What you will do -
1: In the committee transcript on RCMP veterans, revise the part that opens with "Then you feel" and closes with "decided in 2006." by replacing "new Veterans Charter" with "updated Veterans Charter".
2: Render this sentence from the committee transcript in French: "We hear that from a lot of veterans as well."

Supplied passage -
__________________________________________________

A recording is available from Parliament.

On the agenda

MPs speaking

Also speaking

Commissioner Daniel Dubeau  Acting Chief Officer, Human Resources, Royal Canadian Mounted Police
Sergeant Michael Casault  National Executive, Staff Relations Representative Program, Royal Canadian Mounted Police
William Gidley  Executive Director, RCMP Veterans' Association
Sergeant Abraham Townsend  National Executive, Staff Relations Representative Program, Royal Canadian Mounted Police
Lynn Lemieux  Acting Director General, Occupational Health and Safety Branch, Royal Canadian Mounted Police

4:05 p.m.

Executive Director, RCMP Veterans' Association

William Gidley

We'd stay with the pension act, as it is now. We would still stay with the pension act.

4:05 p.m.

Liberal

Sean Casey Liberal Charlottetown, PE

Then you feel that your members are better served under the pension act than they would be if they were treated the same as our veterans under the new Veterans Charter?

4:05 p.m.

Executive Director, RCMP Veterans' Association

William Gidley

I would say definitely so. I know a lot of improvements are being looked at for the new Veterans Charter, but as it is today, sir, no. We'll stay with the pension act, as we decided in 2006.

4:05 p.m.

Liberal

Sean Casey Liberal Charlottetown, PE

We hear that from a lot of veterans as well.

Monsieur Dubeau, you referenced priority hiring in your comments. Last month, when I had the opportunity to have a round table with a group of veterans in Bedford, Nova Scotia, I heard some terrible things about priority hiring, but that was from the perspective of a forces veteran. From your seat with the RCMP, is it working?

4:05 p.m.

A/Commr Daniel Dubeau

It's working, sir. However, since we don't medically discharge many people from the organization, we often accommodate them in serving functions, and we bundle tasks differently. We don't have many medically discharged members with disabilities; when they are discharged, it's usually at the end of their service or they've come to a point where they want to discharge them and they're retired.

__________________________________________________

Data for review -

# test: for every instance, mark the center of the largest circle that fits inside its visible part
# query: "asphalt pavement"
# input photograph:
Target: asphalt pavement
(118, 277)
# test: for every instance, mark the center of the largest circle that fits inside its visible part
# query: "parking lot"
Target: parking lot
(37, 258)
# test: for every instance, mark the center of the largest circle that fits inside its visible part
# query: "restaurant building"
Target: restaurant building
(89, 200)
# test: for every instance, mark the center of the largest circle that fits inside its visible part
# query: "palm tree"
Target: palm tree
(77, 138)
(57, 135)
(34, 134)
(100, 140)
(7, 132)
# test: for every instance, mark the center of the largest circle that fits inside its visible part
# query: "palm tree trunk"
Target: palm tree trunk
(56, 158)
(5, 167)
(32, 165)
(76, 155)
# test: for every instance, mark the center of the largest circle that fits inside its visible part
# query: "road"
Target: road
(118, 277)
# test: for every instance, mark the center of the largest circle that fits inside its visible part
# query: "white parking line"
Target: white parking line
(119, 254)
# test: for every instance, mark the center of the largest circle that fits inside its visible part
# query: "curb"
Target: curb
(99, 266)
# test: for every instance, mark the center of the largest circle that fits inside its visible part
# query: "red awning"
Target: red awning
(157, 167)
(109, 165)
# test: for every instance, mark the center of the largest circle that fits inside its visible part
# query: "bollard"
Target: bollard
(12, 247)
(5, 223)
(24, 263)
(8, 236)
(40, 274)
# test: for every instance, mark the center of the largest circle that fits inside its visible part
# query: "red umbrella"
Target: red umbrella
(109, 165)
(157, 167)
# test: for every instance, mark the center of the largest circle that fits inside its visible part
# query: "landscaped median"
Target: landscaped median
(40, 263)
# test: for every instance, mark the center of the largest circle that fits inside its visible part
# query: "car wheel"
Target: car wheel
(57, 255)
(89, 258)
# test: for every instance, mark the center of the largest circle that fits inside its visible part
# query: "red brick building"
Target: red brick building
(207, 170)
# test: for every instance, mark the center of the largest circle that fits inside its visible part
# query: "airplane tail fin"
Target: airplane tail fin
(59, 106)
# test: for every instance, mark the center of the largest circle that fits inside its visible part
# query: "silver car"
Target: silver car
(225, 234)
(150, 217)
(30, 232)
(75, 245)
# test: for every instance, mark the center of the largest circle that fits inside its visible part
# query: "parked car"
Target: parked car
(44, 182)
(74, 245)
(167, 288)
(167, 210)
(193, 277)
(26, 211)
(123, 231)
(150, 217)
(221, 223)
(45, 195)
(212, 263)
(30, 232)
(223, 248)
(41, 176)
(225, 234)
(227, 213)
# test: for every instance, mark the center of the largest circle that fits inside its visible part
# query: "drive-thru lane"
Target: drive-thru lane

__________________________________________________

Answers below -
1:
Then you feel that your members are better served under the pension act than they would be if they were treated the same as our veterans under the updated Veterans Charter?

4:05 p.m.

Executive Director, RCMP Veterans' Association

William Gidley

I would say definitely so. I know a lot of improvements are being looked at for the updated Veterans Charter, but as it is today, sir, no. We'll stay with the pension act, as we decided in 2006.

2: Nous entendons également cela de la part de nombreux anciens combattants.